■ **DATA EXCERPTS**:
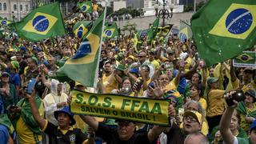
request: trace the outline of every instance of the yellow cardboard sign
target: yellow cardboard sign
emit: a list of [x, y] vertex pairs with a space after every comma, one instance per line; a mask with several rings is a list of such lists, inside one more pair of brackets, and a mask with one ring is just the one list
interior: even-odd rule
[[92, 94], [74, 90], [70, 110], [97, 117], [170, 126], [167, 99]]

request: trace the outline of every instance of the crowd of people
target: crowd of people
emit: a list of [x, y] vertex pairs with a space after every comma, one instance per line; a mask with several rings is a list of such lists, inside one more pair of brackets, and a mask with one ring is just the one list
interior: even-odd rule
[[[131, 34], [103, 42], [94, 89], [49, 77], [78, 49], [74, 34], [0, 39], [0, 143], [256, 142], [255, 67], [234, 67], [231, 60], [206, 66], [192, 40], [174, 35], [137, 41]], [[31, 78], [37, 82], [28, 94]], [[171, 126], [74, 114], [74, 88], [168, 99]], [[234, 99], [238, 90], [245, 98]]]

* * *

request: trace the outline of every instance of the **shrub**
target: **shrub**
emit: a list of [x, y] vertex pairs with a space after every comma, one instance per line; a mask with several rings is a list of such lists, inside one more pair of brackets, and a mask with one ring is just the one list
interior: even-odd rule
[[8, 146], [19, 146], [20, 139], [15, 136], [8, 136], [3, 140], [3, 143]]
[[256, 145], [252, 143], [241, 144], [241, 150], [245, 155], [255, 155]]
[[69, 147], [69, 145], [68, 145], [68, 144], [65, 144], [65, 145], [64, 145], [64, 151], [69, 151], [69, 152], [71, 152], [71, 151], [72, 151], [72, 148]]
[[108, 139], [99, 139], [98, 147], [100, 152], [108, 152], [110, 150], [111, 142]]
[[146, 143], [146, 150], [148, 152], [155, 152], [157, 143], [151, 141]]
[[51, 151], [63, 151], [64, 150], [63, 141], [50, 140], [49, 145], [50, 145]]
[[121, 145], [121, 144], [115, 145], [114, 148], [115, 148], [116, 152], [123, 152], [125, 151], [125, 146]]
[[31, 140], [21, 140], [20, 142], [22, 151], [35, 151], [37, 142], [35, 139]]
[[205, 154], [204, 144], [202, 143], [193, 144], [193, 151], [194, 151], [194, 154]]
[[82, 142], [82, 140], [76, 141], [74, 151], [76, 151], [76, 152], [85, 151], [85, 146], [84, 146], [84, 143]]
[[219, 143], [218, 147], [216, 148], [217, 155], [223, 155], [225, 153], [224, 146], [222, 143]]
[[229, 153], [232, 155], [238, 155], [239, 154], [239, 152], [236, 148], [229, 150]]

--

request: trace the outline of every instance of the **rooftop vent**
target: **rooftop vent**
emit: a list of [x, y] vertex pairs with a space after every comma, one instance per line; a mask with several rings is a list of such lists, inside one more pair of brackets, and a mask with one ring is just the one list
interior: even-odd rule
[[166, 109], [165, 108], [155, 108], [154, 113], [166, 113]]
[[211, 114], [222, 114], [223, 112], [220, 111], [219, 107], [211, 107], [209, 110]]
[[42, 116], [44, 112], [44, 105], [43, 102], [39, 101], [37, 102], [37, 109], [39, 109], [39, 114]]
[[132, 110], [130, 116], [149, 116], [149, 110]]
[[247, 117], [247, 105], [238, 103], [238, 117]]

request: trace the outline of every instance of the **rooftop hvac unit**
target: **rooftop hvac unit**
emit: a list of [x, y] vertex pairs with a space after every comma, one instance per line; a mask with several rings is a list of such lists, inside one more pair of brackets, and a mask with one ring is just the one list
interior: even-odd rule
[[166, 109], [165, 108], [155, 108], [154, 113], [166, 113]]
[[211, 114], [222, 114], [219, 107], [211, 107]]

■ **WORK REQUIRED**: Update the records from the line with "the **rooftop hvac unit**" up to and including the line with "target: **rooftop hvac unit**" so that "instance" becomes "occurrence", changing nothing else. Return only those lines.

■ **SOLUTION**:
request: trace the outline of every occurrence of the **rooftop hvac unit**
target: **rooftop hvac unit**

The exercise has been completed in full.